:: WHAT IS EXPECTED ::
Quote the lines of the records from the one containing "Each <instance> block concerns" through the one containing "box: [388, 105, 515, 254]", inclusive, and nothing else.

┄┄┄┄┄┄┄┄┄┄┄┄┄┄┄┄┄┄┄┄

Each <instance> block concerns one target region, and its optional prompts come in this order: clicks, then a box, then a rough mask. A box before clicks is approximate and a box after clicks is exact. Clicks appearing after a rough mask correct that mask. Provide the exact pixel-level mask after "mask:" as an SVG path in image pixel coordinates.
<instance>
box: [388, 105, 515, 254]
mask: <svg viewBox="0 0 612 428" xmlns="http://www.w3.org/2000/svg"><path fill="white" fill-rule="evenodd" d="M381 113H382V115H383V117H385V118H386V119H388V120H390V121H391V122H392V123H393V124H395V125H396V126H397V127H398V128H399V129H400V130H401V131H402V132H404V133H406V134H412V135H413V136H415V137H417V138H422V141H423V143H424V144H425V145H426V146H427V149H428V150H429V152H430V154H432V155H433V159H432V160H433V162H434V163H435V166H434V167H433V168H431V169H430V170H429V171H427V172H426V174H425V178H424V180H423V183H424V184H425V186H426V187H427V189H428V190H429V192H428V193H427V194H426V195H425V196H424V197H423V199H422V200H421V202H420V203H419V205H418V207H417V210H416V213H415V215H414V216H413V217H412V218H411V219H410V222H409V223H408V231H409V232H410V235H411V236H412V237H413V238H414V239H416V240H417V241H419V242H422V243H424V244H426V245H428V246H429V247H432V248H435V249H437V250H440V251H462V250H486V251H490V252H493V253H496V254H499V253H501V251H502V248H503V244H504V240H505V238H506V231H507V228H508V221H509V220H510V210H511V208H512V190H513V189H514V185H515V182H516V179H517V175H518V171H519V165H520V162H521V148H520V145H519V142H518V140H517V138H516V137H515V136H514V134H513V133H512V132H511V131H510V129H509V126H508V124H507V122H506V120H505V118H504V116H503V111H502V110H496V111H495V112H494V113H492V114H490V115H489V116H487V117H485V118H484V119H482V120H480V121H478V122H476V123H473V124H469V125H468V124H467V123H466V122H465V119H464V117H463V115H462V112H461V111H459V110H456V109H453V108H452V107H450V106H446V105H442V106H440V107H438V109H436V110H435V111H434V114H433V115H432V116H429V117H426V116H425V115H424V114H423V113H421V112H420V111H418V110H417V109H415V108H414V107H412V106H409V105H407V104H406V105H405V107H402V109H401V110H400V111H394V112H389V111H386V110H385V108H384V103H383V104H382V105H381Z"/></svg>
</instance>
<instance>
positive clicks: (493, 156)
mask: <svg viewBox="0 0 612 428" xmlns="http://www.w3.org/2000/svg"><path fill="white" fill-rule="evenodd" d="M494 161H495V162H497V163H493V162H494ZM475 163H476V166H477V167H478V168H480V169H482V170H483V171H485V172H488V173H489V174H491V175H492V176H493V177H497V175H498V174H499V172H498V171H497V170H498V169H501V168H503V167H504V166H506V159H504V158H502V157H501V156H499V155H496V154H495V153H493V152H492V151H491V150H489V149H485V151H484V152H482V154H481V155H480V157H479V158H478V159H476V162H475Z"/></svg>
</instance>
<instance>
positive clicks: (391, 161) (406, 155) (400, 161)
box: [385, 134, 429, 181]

┄┄┄┄┄┄┄┄┄┄┄┄┄┄┄┄┄┄┄┄

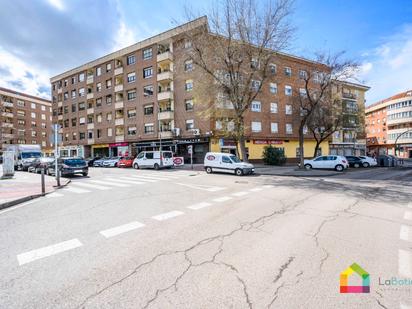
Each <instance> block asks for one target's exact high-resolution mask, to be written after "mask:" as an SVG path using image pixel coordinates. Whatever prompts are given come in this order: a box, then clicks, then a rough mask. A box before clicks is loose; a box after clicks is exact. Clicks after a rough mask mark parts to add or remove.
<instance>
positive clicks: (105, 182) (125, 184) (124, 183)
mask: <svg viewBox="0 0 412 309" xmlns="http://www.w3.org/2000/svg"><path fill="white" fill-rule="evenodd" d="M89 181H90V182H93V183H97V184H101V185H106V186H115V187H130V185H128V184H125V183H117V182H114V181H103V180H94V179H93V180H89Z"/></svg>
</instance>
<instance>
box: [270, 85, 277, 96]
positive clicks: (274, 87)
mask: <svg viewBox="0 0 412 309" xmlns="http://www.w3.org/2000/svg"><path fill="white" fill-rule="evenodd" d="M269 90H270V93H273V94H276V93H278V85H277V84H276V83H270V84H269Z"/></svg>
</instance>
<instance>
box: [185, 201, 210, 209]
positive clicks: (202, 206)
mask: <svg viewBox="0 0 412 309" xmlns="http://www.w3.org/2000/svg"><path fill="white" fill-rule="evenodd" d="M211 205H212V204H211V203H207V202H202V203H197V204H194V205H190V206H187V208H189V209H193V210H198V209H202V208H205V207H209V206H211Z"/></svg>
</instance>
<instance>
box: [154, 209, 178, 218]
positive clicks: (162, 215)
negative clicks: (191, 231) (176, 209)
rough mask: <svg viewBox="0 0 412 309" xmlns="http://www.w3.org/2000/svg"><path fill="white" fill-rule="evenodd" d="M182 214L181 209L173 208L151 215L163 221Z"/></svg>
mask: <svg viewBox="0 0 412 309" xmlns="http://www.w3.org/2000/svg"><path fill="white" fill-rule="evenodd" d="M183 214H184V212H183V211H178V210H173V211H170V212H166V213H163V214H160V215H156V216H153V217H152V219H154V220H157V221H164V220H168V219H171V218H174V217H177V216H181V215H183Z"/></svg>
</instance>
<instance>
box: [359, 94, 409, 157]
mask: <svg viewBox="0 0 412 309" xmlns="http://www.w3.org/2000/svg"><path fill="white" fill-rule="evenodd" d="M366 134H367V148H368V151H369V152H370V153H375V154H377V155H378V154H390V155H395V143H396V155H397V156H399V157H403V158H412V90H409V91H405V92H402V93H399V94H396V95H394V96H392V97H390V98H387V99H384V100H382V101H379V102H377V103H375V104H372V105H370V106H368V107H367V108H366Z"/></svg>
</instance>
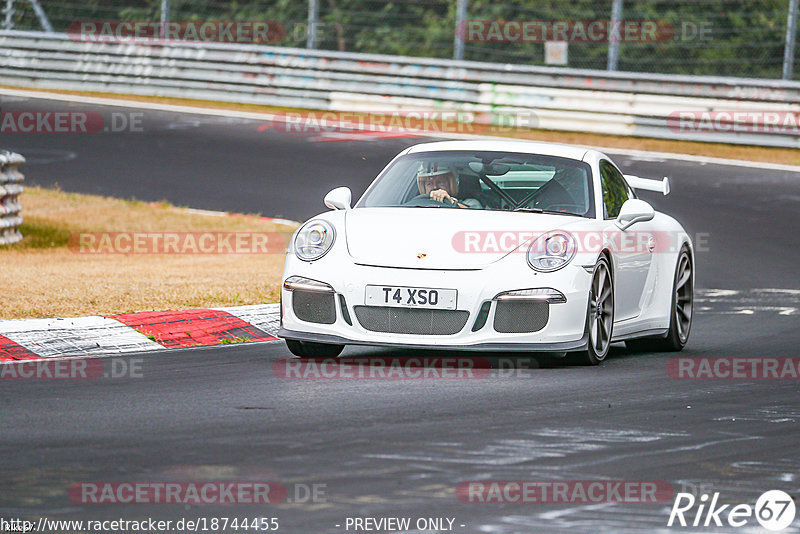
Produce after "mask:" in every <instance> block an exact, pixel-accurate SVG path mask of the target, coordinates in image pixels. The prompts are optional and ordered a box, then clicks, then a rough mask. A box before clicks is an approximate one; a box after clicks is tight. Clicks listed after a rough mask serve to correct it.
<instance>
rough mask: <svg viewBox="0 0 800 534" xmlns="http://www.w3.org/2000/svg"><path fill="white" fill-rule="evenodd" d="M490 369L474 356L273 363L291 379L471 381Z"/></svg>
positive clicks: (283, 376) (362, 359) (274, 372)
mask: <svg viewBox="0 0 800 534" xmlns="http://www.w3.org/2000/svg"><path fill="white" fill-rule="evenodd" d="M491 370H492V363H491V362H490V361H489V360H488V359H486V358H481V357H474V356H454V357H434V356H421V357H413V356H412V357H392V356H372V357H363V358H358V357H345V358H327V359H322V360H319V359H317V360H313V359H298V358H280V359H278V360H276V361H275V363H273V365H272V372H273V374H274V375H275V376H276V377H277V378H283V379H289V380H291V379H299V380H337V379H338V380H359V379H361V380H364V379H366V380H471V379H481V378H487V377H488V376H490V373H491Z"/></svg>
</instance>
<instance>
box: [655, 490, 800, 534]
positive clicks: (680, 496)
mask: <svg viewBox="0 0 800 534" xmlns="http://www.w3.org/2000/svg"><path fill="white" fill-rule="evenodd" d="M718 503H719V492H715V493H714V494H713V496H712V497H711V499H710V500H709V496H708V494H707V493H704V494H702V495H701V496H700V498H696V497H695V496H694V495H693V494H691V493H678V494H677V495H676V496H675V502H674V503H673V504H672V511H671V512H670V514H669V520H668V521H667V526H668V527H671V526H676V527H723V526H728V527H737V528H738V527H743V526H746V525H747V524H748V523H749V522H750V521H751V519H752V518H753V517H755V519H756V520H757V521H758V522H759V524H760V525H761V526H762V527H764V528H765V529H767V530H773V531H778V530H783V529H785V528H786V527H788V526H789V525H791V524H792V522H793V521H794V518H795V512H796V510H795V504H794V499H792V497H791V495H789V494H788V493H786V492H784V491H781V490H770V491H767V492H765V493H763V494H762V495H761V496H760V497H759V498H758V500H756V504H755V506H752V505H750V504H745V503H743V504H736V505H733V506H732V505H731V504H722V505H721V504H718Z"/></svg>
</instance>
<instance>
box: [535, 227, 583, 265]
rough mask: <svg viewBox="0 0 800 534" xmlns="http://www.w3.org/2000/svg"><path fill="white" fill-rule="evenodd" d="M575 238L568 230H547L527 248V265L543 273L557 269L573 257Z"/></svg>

┄┄┄┄┄┄┄┄┄┄┄┄┄┄┄┄┄┄┄┄

:: ANSWER SPACE ::
Each <instance> block concerns one target region, and its optional prompts come in this order: clicks, then a box, then a rough mask. A box before clicks is approximate and a box after clicks is exact. Clicks appearing after a rough mask correct that mask. Provide the exact pixel-level mask after "mask:" as an SVG path in image pixel coordinates.
<instance>
box: [388, 105, 515, 254]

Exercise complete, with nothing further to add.